# WHAT IS REQUIRED
Return all lines from the listing below in which the string "drop" occurs.

# DATA FOR PROCESSING
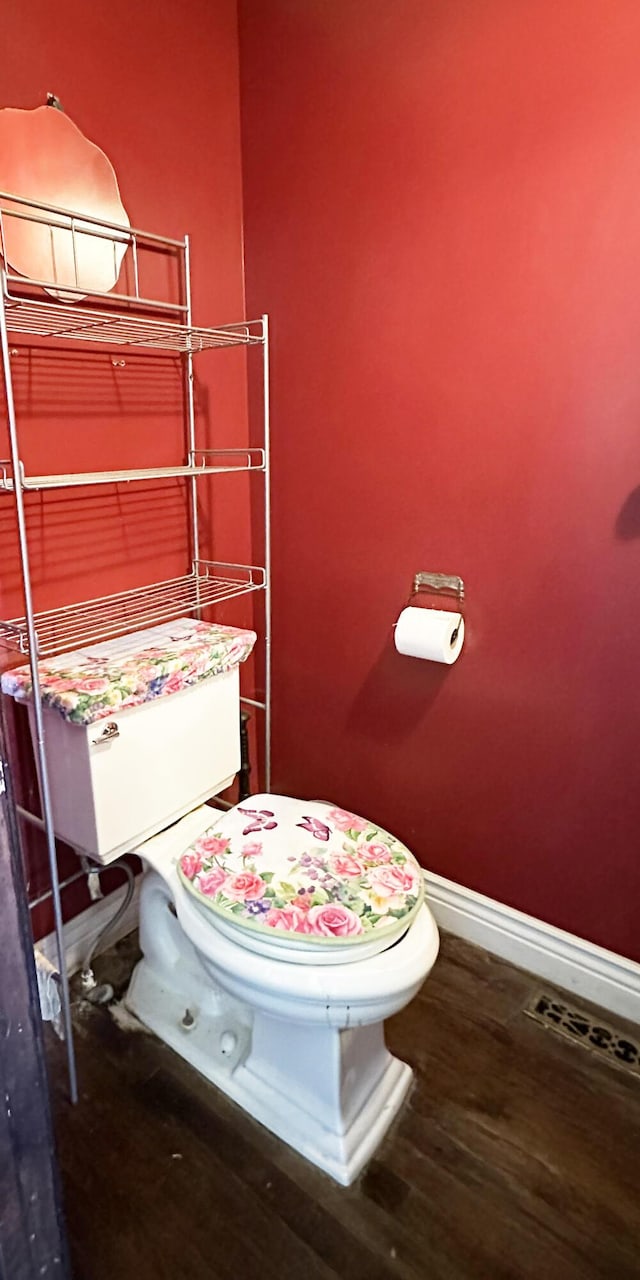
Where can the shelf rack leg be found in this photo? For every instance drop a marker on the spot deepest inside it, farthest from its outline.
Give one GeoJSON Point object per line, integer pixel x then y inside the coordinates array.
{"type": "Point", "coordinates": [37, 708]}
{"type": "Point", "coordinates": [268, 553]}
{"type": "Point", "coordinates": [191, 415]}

* * *

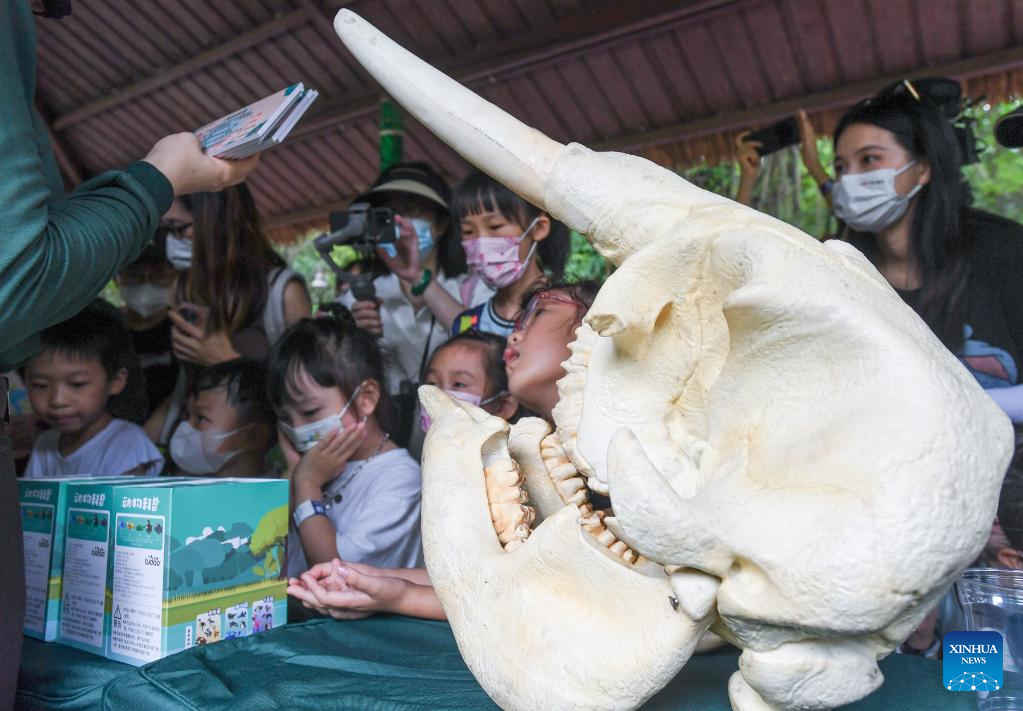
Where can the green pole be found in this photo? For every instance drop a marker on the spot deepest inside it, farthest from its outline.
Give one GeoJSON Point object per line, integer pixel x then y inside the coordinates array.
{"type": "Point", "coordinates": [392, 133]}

# ANSWER FOR THIS EXERCISE
Where can the shelf rack leg be found in this photo? For every instance drop a marker on the spot deepest inside it, farthest from its outline.
Where can the green pole be found in this photo? For every instance drop a marker on the spot deepest inside it, farthest from its outline.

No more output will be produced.